**TASK STATEMENT**
The required result is the number of lines below that hold the word "patch", stated without anything else.

**Dataset entries**
--- START ---
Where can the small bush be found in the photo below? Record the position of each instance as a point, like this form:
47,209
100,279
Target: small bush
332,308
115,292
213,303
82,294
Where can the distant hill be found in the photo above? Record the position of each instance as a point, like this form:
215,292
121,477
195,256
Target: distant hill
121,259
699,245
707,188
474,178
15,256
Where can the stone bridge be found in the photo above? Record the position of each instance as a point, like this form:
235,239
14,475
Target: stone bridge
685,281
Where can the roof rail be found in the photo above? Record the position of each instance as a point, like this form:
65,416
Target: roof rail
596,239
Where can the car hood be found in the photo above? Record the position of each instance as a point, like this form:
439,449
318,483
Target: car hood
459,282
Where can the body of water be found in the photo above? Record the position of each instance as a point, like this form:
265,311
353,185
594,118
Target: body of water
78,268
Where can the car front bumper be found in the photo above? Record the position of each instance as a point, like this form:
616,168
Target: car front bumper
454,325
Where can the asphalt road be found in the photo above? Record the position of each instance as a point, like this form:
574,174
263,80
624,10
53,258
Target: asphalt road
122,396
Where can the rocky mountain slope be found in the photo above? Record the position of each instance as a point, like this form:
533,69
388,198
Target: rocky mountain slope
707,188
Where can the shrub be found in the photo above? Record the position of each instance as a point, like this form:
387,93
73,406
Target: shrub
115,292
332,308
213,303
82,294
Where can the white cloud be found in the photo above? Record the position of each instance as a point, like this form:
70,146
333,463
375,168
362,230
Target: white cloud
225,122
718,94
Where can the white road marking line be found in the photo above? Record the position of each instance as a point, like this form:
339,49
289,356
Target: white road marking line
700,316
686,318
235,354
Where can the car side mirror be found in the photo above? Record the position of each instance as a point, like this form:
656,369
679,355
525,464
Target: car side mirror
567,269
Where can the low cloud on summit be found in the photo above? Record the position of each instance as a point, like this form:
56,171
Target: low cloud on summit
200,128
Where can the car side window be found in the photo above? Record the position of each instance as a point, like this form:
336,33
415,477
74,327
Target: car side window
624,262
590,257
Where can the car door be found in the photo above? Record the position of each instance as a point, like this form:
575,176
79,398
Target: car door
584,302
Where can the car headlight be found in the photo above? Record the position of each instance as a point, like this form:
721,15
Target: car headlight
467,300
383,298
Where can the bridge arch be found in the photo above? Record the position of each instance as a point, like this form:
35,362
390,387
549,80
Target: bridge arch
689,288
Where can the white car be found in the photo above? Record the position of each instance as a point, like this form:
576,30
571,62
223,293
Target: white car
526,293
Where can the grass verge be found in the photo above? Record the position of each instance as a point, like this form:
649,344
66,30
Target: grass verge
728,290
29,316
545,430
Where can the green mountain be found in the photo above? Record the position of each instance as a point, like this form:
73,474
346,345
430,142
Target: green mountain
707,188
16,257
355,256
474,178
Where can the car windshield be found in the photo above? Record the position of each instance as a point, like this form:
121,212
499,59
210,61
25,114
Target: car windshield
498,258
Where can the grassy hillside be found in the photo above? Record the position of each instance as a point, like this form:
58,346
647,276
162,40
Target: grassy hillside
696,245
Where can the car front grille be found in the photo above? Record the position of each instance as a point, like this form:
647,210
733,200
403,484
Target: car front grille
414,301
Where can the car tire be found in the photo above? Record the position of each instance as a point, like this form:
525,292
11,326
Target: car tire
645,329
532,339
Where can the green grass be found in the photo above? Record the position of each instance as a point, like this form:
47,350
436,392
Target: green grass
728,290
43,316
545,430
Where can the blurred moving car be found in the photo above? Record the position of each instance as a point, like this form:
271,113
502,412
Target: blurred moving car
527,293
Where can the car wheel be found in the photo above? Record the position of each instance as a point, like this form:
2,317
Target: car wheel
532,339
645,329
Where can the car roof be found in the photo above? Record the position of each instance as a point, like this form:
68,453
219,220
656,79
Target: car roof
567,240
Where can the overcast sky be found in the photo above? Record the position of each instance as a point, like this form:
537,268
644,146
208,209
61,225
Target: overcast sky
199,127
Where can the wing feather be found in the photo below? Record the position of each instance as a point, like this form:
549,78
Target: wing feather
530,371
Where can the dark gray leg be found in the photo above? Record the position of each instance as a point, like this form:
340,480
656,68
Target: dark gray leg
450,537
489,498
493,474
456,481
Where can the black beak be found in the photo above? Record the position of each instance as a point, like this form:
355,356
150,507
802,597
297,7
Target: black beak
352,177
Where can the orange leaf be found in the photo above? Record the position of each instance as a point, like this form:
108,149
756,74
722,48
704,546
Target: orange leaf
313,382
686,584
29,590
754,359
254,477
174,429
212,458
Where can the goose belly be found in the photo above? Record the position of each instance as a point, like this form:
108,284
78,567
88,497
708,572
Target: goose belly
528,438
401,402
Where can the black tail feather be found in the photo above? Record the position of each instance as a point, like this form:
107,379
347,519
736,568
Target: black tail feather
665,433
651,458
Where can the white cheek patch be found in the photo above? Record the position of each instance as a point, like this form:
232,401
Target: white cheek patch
--- END ---
**OUTPUT FOR THIS EXERCISE**
2